(Referring expression grounding data)
○ ○ ○ ○
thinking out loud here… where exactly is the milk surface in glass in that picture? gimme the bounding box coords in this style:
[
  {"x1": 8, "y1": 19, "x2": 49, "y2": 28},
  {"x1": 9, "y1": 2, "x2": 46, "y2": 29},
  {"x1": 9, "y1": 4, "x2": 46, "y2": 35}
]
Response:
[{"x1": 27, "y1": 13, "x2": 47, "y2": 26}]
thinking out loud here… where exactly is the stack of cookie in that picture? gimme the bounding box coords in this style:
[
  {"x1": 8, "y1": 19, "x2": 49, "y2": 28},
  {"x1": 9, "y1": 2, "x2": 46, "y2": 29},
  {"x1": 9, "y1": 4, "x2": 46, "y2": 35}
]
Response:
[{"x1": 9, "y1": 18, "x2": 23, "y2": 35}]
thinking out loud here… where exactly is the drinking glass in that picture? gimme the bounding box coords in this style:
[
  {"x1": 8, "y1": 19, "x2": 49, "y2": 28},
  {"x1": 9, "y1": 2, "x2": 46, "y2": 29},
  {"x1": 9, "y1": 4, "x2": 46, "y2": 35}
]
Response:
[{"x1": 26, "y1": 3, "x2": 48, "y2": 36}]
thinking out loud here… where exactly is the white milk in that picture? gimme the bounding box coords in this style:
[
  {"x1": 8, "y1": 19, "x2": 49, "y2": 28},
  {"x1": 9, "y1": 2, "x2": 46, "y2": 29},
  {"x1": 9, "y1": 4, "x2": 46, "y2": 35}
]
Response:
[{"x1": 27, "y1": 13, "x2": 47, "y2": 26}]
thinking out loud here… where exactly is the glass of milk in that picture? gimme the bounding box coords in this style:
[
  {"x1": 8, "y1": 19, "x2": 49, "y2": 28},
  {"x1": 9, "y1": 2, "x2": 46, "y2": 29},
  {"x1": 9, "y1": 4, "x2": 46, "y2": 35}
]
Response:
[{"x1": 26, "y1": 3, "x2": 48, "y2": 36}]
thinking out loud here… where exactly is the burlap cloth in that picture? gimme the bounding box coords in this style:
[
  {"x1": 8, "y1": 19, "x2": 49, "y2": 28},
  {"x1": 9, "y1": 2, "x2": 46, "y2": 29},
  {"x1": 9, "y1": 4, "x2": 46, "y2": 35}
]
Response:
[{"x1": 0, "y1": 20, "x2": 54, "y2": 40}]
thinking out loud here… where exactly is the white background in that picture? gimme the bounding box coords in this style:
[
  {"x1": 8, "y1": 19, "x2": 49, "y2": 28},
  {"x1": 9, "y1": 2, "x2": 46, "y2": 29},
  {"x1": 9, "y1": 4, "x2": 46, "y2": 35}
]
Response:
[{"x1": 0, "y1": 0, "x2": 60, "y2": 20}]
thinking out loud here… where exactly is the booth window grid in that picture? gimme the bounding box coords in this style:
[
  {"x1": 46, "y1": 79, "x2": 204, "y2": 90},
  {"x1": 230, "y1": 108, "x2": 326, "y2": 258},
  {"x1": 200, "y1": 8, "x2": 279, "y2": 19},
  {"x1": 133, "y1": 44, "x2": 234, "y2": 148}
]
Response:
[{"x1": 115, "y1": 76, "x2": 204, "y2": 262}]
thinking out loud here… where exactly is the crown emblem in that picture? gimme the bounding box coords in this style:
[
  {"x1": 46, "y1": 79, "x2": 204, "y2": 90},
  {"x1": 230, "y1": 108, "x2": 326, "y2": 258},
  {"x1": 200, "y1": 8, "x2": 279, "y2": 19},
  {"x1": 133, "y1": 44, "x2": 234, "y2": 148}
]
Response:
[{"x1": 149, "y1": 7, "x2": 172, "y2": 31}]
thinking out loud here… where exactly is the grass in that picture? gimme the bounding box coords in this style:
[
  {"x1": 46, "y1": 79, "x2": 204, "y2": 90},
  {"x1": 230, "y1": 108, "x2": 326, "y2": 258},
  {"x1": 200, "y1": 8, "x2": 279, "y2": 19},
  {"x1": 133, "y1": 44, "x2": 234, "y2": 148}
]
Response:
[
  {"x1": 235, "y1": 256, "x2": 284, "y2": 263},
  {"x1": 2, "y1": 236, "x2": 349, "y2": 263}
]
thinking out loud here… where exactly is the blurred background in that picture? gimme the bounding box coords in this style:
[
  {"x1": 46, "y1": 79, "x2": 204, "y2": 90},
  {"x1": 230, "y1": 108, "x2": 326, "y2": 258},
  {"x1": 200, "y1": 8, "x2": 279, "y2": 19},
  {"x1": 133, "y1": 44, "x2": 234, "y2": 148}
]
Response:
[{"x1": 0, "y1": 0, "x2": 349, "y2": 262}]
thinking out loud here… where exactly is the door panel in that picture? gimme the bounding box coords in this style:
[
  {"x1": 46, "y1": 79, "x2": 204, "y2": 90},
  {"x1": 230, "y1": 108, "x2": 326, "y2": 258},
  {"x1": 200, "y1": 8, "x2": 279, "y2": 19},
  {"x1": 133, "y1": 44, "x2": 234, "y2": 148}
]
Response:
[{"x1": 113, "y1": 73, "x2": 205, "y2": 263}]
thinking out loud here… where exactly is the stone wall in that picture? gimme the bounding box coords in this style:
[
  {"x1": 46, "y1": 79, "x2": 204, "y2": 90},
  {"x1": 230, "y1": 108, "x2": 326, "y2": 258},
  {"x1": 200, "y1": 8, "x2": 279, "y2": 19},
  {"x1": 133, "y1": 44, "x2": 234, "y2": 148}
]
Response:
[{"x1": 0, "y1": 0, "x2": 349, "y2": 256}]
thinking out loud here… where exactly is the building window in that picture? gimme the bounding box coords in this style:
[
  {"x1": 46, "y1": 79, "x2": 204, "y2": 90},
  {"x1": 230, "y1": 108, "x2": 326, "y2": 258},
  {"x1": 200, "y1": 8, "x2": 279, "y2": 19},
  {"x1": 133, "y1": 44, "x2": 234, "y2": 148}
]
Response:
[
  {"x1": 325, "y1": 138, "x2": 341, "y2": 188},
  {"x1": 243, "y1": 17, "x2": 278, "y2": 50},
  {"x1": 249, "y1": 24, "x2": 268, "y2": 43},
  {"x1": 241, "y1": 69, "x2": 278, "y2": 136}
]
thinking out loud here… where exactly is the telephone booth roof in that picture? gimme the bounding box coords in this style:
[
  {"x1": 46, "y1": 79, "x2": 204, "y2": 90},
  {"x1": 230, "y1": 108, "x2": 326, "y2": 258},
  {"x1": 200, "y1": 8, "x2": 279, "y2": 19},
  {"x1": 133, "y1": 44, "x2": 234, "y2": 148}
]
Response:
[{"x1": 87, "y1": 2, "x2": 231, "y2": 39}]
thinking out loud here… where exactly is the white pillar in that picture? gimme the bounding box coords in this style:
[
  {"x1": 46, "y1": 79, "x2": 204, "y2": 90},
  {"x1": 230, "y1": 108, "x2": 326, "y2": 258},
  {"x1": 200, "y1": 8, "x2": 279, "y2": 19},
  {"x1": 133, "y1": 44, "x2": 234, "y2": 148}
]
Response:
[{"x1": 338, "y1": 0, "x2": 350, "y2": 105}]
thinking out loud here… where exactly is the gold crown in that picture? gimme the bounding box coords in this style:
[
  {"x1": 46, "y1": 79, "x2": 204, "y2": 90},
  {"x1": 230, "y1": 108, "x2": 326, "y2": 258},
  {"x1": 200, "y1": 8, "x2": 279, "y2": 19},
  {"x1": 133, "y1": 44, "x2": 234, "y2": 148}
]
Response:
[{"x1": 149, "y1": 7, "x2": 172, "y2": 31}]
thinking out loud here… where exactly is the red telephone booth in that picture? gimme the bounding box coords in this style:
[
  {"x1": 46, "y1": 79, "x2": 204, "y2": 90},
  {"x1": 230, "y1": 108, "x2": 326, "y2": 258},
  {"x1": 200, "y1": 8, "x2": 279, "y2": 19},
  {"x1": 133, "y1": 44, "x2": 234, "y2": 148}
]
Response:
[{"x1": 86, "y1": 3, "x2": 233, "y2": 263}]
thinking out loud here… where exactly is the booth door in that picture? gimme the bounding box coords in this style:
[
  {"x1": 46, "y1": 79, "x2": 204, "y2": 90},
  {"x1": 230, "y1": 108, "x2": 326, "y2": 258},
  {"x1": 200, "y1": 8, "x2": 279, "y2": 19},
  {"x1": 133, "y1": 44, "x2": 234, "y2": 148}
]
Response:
○ ○ ○ ○
> **Exercise description**:
Copy each line from the data above that includes "door".

> **Result for this task**:
thinking out loud here… where exactly is the door panel in that picture? gimme the bounding box coords in this style:
thinking out loud here… where exactly is the booth door in that picture? gimme the bounding box coords in this style:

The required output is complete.